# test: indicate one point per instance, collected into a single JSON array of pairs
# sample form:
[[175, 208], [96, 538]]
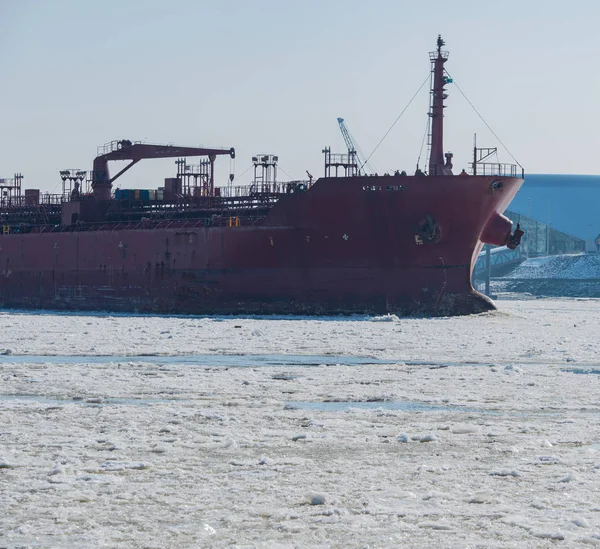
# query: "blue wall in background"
[[571, 203]]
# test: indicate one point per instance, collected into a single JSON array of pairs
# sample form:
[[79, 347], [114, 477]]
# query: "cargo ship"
[[346, 243]]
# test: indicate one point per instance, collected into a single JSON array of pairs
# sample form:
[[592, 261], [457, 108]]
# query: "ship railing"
[[20, 202], [496, 169]]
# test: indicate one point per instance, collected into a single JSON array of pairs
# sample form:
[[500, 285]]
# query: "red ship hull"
[[347, 245]]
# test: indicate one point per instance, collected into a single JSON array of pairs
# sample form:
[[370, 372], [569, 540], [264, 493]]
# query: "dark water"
[[384, 405]]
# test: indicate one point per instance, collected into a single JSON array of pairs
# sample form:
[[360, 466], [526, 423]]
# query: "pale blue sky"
[[273, 76]]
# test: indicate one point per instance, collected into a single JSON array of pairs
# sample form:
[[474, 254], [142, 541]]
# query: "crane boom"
[[127, 150]]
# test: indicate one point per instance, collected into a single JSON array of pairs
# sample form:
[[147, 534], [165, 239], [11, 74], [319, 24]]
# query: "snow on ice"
[[174, 432]]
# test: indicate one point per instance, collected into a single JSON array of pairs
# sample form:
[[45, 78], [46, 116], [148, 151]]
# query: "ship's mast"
[[437, 166]]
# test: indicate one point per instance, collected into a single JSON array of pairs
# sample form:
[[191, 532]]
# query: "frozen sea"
[[169, 432]]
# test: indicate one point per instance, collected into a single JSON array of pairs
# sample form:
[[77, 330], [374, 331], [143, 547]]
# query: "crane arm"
[[126, 150], [352, 148]]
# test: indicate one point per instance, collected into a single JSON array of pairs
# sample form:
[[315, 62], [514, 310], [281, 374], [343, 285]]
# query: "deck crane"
[[135, 151], [352, 150]]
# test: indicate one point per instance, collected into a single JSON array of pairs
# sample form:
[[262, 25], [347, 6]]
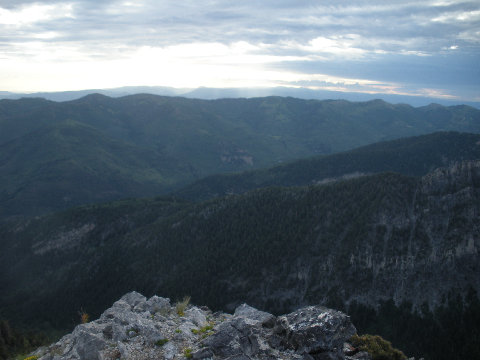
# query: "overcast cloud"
[[427, 48]]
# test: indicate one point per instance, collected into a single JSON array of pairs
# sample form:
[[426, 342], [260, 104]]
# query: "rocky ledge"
[[137, 328]]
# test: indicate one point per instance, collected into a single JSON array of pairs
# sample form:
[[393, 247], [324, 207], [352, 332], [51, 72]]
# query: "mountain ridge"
[[186, 139]]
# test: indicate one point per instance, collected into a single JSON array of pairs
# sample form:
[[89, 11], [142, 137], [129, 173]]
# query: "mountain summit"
[[137, 328]]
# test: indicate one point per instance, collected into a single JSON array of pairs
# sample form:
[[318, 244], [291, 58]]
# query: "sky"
[[428, 48]]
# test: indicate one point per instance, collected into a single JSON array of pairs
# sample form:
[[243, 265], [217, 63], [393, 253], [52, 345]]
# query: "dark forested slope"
[[414, 156], [153, 144]]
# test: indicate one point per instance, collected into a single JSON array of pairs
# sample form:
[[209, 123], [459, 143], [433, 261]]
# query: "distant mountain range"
[[58, 155], [219, 93]]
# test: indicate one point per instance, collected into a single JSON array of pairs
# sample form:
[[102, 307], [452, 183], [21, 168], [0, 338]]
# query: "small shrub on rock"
[[377, 347], [181, 306]]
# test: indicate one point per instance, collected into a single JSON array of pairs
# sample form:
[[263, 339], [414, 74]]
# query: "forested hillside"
[[351, 244], [58, 155], [414, 156]]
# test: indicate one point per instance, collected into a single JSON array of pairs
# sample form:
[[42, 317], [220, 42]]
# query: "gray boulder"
[[141, 329]]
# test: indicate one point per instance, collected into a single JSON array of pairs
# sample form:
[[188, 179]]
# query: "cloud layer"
[[405, 47]]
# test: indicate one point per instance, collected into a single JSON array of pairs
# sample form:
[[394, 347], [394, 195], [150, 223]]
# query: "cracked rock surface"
[[139, 328]]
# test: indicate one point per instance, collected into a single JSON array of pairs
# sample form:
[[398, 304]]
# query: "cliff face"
[[365, 239], [418, 250], [137, 328]]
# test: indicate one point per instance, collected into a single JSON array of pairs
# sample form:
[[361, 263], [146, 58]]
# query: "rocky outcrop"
[[137, 328]]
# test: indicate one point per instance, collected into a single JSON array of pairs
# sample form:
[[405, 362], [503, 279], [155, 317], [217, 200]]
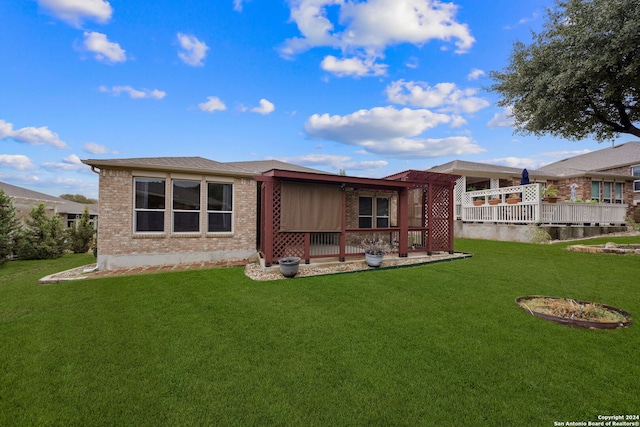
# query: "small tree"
[[9, 227], [81, 236], [43, 237]]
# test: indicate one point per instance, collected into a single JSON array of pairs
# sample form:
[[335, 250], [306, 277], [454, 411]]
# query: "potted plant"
[[289, 266], [550, 194], [374, 250], [514, 198]]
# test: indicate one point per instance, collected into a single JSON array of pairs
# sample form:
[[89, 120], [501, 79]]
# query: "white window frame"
[[214, 211], [635, 172], [197, 211], [598, 197], [137, 210], [374, 211]]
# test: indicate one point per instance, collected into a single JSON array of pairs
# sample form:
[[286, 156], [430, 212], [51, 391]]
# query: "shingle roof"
[[195, 164], [28, 196], [601, 160]]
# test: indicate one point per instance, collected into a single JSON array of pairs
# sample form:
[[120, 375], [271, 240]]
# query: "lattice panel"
[[284, 244], [460, 189], [288, 244], [439, 218]]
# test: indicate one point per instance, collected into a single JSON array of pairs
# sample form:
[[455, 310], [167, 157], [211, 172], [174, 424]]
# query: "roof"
[[200, 165], [185, 164], [596, 161], [27, 196], [261, 166], [462, 165], [407, 179]]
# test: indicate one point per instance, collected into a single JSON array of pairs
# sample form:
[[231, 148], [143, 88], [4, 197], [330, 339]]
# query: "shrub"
[[43, 236], [9, 227]]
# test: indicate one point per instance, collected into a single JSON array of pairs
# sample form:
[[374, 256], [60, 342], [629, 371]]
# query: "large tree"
[[580, 76]]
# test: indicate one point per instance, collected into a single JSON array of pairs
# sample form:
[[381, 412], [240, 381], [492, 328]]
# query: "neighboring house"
[[173, 210], [25, 200], [610, 175]]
..............................
Exercise:
Leaving aside the images, write out the entries above word for word.

Result below:
# test: indicate one point per instance, collected into a single JSON array of pairs
# sample form:
[[175, 208], [96, 538]]
# query: "blue wall in background"
[[571, 203]]
# test: indicate one point per instance, collected into a single JSON array of pairs
# sample form:
[[79, 347], [114, 477]]
# query: "cargo ship"
[[346, 243]]
# test: indicate one point per instance, collected into a single JSON array of pairs
# sample form:
[[592, 261], [457, 108]]
# query: "ship railing"
[[20, 202], [496, 169]]
# test: indicate one point per instance, collected into a single JSON array of pairs
# sample form:
[[500, 285]]
# query: "red ship hull"
[[347, 245]]
# test: indicate one point per instance, collected into a single JSON array of pairs
# sample form:
[[370, 372], [569, 540], [264, 493]]
# query: "dark water"
[[384, 405]]
# test: indicate one point per instance, collected into a single JSON array of pairs
# sample form:
[[360, 466], [526, 423]]
# query: "pale blue sky"
[[273, 76]]
# test: indicate one point per instance, collected into a single JSON array of pairs
# sample form:
[[474, 254], [142, 541]]
# query: "crane boom"
[[127, 150]]
# test: indicate one point per instance, collected into a single JSON array of pairs
# sample form:
[[147, 534], [165, 239], [11, 74], [319, 24]]
# query: "snow on ice"
[[174, 432]]
# test: indicate one point per instance, collected into a single JSON array of pairs
# sample form:
[[45, 78], [46, 116], [148, 151]]
# query: "ship's mast"
[[437, 166]]
# test: indicate one point per instance, collected into a single JSON array of pairs
# sample form:
[[191, 532]]
# query: "frozen sea"
[[169, 432]]
# test: indicate one point per instance, collected into a single JSON array of pairs
# sample form:
[[77, 330], [374, 331], [143, 547]]
# query: "crane arm"
[[126, 150], [352, 148]]
# test: indicate one point per instance, collected into a single JSON array of pairs
# sample form:
[[315, 62], [514, 310], [281, 374], [343, 285]]
# query: "deck crane"
[[135, 151], [352, 150]]
# test: indicate one point per instance, collected into a single JSON array of pairs
# sample form:
[[262, 25], [347, 6]]
# query: "overcast cloud"
[[427, 48]]
# test: indicate one point per instance, collected into a single JSON array of pairs
# sample form:
[[426, 342], [260, 104]]
# query: "rocky ledge"
[[137, 328]]
# test: indicate one point per instance, collected into a single JSON array of pairs
# sample form:
[[393, 247], [324, 207], [352, 332], [51, 72]]
# query: "mountain ridge"
[[186, 139]]
# test: indicate one point per instance, collected into a single JSON array of pairs
# sample form:
[[89, 11], [142, 137], [129, 173]]
# query: "mountain summit"
[[137, 328]]
# test: indicate one point per instance, collected into a single JSON array of pairs
# sample form:
[[318, 244], [291, 58]]
# query: "sky"
[[428, 48]]
# test: indicate one point per instance, collected into a single JSON array of pairs
# sample form:
[[243, 265], [217, 63], [393, 253], [52, 345]]
# query: "dark forested slope"
[[414, 156], [153, 144]]
# test: indicate one point per instance, collected into a single JSON array of pairs
# sample form:
[[209, 123], [459, 143], [433, 261]]
# query: "distant mountain range"
[[58, 155], [219, 93]]
# test: indicate one point per instance, collected into a single JSON array of pairs
# sample form:
[[102, 307], [452, 183], [21, 168], [0, 338]]
# query: "small shrub on rock"
[[377, 347], [181, 306]]
# test: indicate one point per instance, collected into a single JSON array of pairs
# sample form:
[[263, 339], [414, 74]]
# query: "forested hillside"
[[351, 244], [58, 155], [414, 156]]
# test: indicate one point per instance, collected into a single JSON array of pairs
# sample form:
[[42, 317], [220, 42]]
# query: "gray boulder"
[[141, 329]]
# test: indicate one point per instance, collected into a single JSON array of pairs
# sample form:
[[188, 179]]
# query: "cloud layer"
[[405, 47]]
# test: indicate one point per instance, collected into a single JSON array of pairs
# sample form:
[[394, 347], [394, 195], [150, 223]]
# query: "cracked rock surface"
[[139, 328]]
# test: indicate one point per instance, collected into a single JSON array of pairs
# sample form:
[[398, 304]]
# query: "cliff face"
[[365, 239], [418, 250], [137, 328]]
# test: indicate one point per instance, collected into a single JSON array of pairs
# sample form:
[[361, 263], [146, 58]]
# query: "rocky outcrop"
[[137, 328]]
# test: indicate one point per instance, collected into a single JSON array of pairs
# sample form:
[[405, 362], [503, 279], [155, 317], [217, 200]]
# query: "small tree"
[[9, 227], [81, 236], [43, 237]]
# test: indicate one point per instance, collected into a single JSON array of pairs
# sample form:
[[335, 250], [306, 277], [454, 411]]
# query: "potted plant"
[[289, 266], [550, 194], [374, 250], [514, 198]]
# test: indicate one point per instance, collected into a single JSON array of pairs
# sample form:
[[89, 120], [501, 79]]
# query: "white window frame"
[[214, 211], [635, 172], [197, 211], [598, 197], [137, 210], [374, 211]]
# test: indicate one point per instance, collected into a single JSON array of pairs
# sample form:
[[286, 156], [430, 212], [51, 391]]
# query: "shingle roof"
[[195, 164], [28, 196], [601, 160]]
# test: indicate one point per instance, collected into a single JSON array of pairs
# sample form:
[[120, 375], [271, 240]]
# query: "lattice panel"
[[284, 244], [460, 189], [288, 244], [439, 218]]
# test: indicate one point per instance, collected into a single JSON array of pairs
# sample form:
[[455, 310], [167, 157], [211, 172], [174, 424]]
# query: "roof"
[[200, 165], [185, 164], [596, 161], [27, 196], [261, 166], [462, 165], [407, 179]]
# test: indicate one point per instance, collected into a single JSON array of pairs
# sample form:
[[231, 148], [143, 88], [4, 197], [330, 339]]
# query: "shrub"
[[43, 236], [9, 227]]
# test: indicate one point per instance, collected into a single JSON array of pairs
# sample form:
[[374, 256], [60, 342], [629, 371]]
# query: "large tree"
[[580, 76]]
# test: indicate one point per instance, collected into a single JSON array of pairs
# sample form:
[[381, 412], [240, 381], [492, 328]]
# query: "neighboring house"
[[173, 210], [25, 200], [610, 175]]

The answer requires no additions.